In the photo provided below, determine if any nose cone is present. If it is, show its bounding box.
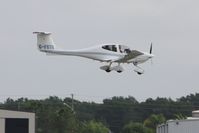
[149,54,155,58]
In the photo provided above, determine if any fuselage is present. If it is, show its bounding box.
[43,44,153,64]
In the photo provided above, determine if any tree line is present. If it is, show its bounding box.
[0,93,199,133]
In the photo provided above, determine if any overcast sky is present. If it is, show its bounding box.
[0,0,199,102]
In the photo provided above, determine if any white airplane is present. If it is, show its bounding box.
[33,32,154,75]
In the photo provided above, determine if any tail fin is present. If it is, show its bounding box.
[33,32,55,51]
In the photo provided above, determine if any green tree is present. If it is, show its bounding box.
[144,114,166,133]
[80,121,109,133]
[122,122,152,133]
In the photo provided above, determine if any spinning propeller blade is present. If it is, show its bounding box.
[149,43,153,54]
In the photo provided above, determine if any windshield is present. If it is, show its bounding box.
[119,45,131,53]
[102,45,117,52]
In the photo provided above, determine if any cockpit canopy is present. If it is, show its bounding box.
[102,45,131,53]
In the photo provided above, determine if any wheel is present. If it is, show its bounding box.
[117,70,122,73]
[105,69,111,73]
[137,72,143,75]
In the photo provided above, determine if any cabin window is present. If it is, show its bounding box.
[119,45,131,53]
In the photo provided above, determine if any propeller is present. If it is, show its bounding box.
[149,43,153,65]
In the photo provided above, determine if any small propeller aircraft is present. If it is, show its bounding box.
[33,32,154,75]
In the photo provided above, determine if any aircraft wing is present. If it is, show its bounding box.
[118,50,144,62]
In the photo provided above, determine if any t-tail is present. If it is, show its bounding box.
[33,32,56,52]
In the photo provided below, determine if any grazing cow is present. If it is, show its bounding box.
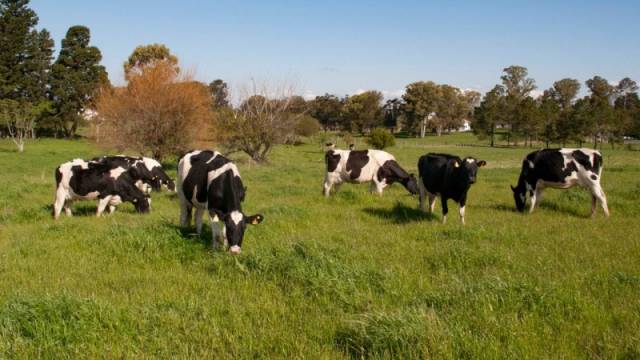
[323,149,419,197]
[178,150,264,254]
[92,155,175,193]
[511,148,609,216]
[53,159,149,219]
[418,153,487,224]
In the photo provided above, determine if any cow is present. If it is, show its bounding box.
[323,149,419,197]
[511,148,609,217]
[418,153,487,225]
[177,150,264,254]
[53,159,149,219]
[92,155,175,193]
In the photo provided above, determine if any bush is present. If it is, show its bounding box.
[295,115,320,137]
[367,129,396,150]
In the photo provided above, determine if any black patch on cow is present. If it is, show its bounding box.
[324,150,340,172]
[418,153,478,215]
[182,151,263,246]
[347,150,369,180]
[56,166,62,189]
[65,163,149,212]
[513,149,602,211]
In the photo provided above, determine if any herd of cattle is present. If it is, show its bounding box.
[53,144,609,254]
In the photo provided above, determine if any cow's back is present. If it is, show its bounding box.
[418,154,460,194]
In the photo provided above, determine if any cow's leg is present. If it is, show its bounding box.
[64,200,73,216]
[429,193,437,214]
[440,196,449,224]
[195,207,204,236]
[591,184,609,217]
[209,215,227,250]
[458,196,467,225]
[322,173,333,197]
[96,196,111,216]
[529,186,542,213]
[180,199,193,227]
[53,187,67,220]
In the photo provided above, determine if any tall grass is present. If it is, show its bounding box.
[0,135,640,359]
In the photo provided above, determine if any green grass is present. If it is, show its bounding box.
[0,135,640,359]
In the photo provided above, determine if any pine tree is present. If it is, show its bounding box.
[51,26,108,137]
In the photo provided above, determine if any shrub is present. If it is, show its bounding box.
[294,115,320,137]
[367,129,396,150]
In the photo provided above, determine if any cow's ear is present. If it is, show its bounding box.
[247,214,264,225]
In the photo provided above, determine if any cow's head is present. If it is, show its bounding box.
[117,174,151,214]
[221,210,264,254]
[129,160,160,191]
[454,157,487,184]
[404,174,420,195]
[511,185,527,212]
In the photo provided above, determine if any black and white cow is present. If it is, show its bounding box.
[323,149,418,197]
[92,155,175,193]
[178,150,264,254]
[418,153,487,224]
[511,148,609,216]
[53,159,149,219]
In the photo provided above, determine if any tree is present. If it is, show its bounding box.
[402,81,440,137]
[51,25,109,137]
[0,0,53,111]
[0,99,48,152]
[500,65,536,144]
[343,91,383,133]
[209,79,229,108]
[382,98,404,132]
[367,128,396,150]
[583,76,615,148]
[309,94,343,131]
[547,78,580,146]
[538,88,560,147]
[124,44,179,79]
[472,85,506,147]
[94,62,212,159]
[216,84,302,162]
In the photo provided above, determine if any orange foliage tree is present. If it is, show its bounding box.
[94,61,212,159]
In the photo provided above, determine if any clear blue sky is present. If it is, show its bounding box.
[31,0,640,95]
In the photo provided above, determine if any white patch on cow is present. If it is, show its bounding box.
[142,157,162,171]
[109,166,127,180]
[207,162,240,185]
[207,151,220,164]
[230,210,244,225]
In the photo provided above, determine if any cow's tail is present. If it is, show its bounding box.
[593,151,604,176]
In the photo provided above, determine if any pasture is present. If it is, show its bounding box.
[0,134,640,359]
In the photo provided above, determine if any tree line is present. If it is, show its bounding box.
[472,66,640,148]
[0,0,109,150]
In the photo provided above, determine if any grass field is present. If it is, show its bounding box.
[0,135,640,359]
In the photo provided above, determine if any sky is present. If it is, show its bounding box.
[30,0,640,98]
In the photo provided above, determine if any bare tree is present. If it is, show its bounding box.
[0,99,49,152]
[216,82,303,162]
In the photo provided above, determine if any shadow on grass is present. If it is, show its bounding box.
[533,201,588,219]
[162,219,213,248]
[479,201,591,218]
[364,202,436,224]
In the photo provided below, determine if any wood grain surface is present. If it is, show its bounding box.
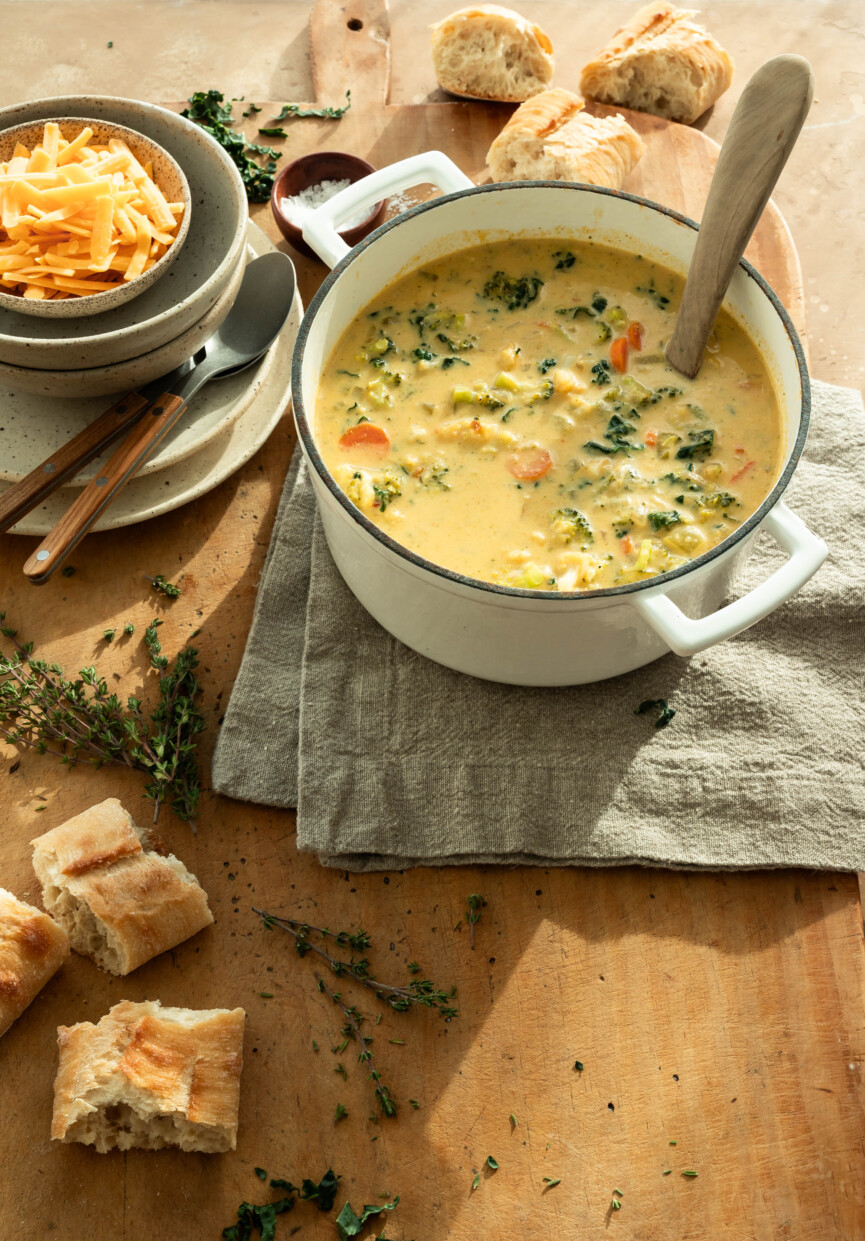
[0,0,865,1241]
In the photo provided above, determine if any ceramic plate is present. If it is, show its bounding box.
[0,223,280,488]
[0,275,303,536]
[0,96,248,370]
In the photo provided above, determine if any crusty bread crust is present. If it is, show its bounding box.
[580,0,733,124]
[0,887,69,1036]
[32,798,213,974]
[432,4,555,103]
[486,89,644,190]
[51,1000,246,1153]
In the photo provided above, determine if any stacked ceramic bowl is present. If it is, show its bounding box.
[0,96,248,397]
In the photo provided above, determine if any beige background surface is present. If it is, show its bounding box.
[0,0,865,387]
[0,0,865,1241]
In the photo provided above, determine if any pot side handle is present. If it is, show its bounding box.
[628,501,829,655]
[296,151,474,267]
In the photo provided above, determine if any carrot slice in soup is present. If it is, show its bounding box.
[609,336,628,374]
[508,448,552,482]
[339,422,391,449]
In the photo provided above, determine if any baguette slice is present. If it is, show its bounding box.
[0,887,69,1036]
[580,0,733,124]
[486,89,644,190]
[31,798,213,974]
[432,4,554,103]
[51,1000,246,1154]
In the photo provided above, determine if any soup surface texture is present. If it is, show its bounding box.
[315,240,783,591]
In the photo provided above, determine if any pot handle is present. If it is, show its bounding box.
[628,501,829,655]
[303,151,474,267]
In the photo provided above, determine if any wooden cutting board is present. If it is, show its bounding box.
[0,0,865,1241]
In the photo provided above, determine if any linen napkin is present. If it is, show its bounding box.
[213,383,865,871]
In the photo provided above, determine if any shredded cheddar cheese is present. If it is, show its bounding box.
[0,120,184,300]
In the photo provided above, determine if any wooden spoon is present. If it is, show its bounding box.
[666,56,814,379]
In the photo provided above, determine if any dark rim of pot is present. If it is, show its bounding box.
[292,181,810,603]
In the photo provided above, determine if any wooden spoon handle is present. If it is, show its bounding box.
[666,56,814,379]
[0,392,150,534]
[24,392,186,585]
# # # #
Required task:
Please count how many lines of the material above contain the string "tree", treating uppercase and lowercase as different, and reply with that number alone.

The solution:
7